EXERCISE PASSAGE →
=-=-=-=-=
Research to make spyplanes smarter, keep troops safe

March 9, 2007

University of Central Florida professors Niels da Vitoria Lobo and Mubarak Shah earned a grant this week to develop a way for small, unmanned spyplanes to "speak" to each other to provide better intelligence to troops on battlefields.

The College of Engineering and Computer Science researchers will work with unmanned aerial vehicles that the military uses to collect intelligence on battlefields. In addition to allowing the planes to communicate with each other, the programming will make the drones smarter so that they can follow targets and hand off tracking to other drones when the targets leave their area.

All this information would be beamed back to a laptop computer on the ground in real-time 3-D images, giving decision-makers valuable and timely information.

The $210,600 grant from the Defense University Research Instrumentation Program will allow the researchers to purchase three small planes with a wingspan of 72 inches, three small helicopters measuring 48 inches long and 15 inches wide, camera equipment, communication devices, transmitters and computers to control each vehicle and make calculations.

Currently, such drones provide images for a limited area, cannot easily track objects, cannot communicate well with each other and need humans to interpret the data they receive. In other words, they can't react to moving objects without help. The UCF research will allow the drones to work automatically and seamlessly with one another.
=-=-=-=-=
(Data records)
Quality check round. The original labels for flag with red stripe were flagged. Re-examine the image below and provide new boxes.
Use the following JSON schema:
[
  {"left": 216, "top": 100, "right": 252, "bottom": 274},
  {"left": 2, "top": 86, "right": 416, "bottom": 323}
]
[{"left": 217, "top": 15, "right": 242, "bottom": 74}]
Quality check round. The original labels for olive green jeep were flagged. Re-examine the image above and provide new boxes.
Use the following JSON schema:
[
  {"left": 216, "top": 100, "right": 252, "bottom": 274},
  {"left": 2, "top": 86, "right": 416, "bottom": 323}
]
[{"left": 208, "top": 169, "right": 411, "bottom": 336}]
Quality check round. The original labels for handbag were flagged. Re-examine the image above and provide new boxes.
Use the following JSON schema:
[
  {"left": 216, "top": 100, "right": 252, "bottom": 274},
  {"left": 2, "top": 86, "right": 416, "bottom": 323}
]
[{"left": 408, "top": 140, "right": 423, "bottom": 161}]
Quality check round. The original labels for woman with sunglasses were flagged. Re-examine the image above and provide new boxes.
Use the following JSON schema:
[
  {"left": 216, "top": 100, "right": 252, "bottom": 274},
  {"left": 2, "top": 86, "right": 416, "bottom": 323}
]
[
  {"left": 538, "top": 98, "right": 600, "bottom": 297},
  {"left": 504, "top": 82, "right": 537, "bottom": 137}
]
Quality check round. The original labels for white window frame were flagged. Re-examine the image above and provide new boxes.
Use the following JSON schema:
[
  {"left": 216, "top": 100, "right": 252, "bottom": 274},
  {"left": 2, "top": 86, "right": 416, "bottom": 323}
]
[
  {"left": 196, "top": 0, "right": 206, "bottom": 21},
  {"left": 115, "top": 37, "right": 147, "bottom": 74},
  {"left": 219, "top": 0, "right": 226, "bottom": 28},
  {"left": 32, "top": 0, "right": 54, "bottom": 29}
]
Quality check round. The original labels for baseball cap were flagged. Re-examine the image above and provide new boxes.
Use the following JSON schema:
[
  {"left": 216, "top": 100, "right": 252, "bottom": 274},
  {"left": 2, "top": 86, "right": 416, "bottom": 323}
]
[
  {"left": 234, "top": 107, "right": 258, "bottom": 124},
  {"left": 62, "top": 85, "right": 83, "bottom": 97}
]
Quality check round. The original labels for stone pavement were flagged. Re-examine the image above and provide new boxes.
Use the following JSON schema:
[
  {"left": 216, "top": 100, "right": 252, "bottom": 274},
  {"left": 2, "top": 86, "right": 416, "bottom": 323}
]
=-=-=-=-=
Please copy the spyplane article again, everything from "The College of" down to "and make calculations.", and replace "laptop computer" with "tablet computer". These lines were drawn from a separate source.

THE ANSWER →
The College of Engineering and Computer Science researchers will work with unmanned aerial vehicles that the military uses to collect intelligence on battlefields. In addition to allowing the planes to communicate with each other, the programming will make the drones smarter so that they can follow targets and hand off tracking to other drones when the targets leave their area.

All this information would be beamed back to a tablet computer on the ground in real-time 3-D images, giving decision-makers valuable and timely information.

The $210,600 grant from the Defense University Research Instrumentation Program will allow the researchers to purchase three small planes with a wingspan of 72 inches, three small helicopters measuring 48 inches long and 15 inches wide, camera equipment, communication devices, transmitters and computers to control each vehicle and make calculations.